> _What this task involves_
Please give every line below again exactly, but not its pictures.

■ ■ ■

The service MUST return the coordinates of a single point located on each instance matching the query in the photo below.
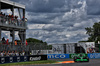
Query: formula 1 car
(81, 57)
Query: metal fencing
(5, 20)
(39, 49)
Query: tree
(94, 32)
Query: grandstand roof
(6, 4)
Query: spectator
(15, 42)
(3, 40)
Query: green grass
(29, 63)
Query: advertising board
(58, 56)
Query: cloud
(60, 21)
(93, 7)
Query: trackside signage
(73, 55)
(94, 55)
(22, 58)
(58, 56)
(37, 57)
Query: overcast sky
(60, 21)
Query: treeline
(40, 43)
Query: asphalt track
(92, 62)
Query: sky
(60, 21)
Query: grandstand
(12, 23)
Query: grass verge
(29, 63)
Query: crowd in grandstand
(12, 53)
(6, 48)
(11, 19)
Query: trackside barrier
(58, 56)
(22, 58)
(66, 56)
(94, 55)
(73, 55)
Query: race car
(81, 57)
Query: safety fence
(5, 20)
(22, 58)
(71, 56)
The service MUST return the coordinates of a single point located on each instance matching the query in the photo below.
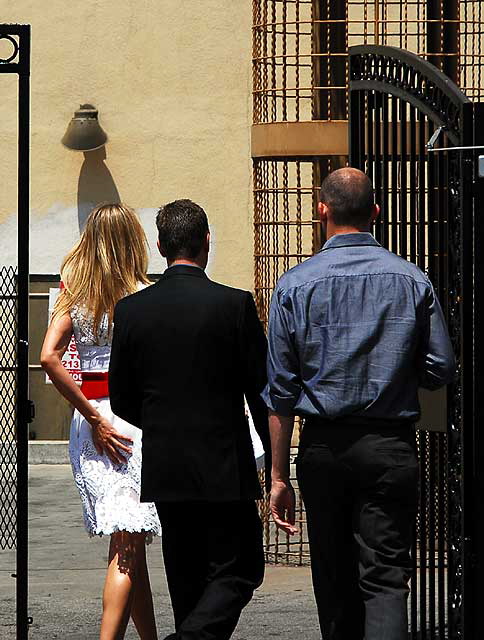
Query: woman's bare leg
(119, 586)
(142, 611)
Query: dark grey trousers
(214, 559)
(359, 486)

■ ■ ■

> _Result_
The service MUST return the coordinates of a single point located on each instance matching the query in the photo below.
Query: formula 1 car
(81, 57)
Query: metal fencing
(5, 20)
(39, 49)
Query: tree
(94, 32)
Query: grandstand roof
(6, 4)
Query: spectator
(15, 42)
(3, 40)
Query: green grass
(29, 63)
Query: advertising board
(58, 56)
Query: cloud
(60, 21)
(93, 7)
Query: trackside signage
(73, 55)
(94, 55)
(22, 58)
(58, 56)
(37, 57)
Query: overcast sky
(60, 21)
Query: treeline
(40, 43)
Query: asphalt track
(92, 62)
Query: sky
(60, 21)
Query: grandstand
(12, 23)
Query: grass verge
(29, 63)
Query: crowd in grandstand
(12, 53)
(6, 48)
(11, 19)
Query: trackside barrier
(58, 56)
(22, 58)
(66, 56)
(94, 55)
(73, 55)
Query: race car
(81, 57)
Query: safety fence
(5, 20)
(22, 58)
(71, 56)
The service MUST return the coordinates of a single point located on each instance matching the query in the photo below.
Query: woman's bare leg
(119, 586)
(142, 611)
Query: dark grey trousers
(214, 559)
(359, 486)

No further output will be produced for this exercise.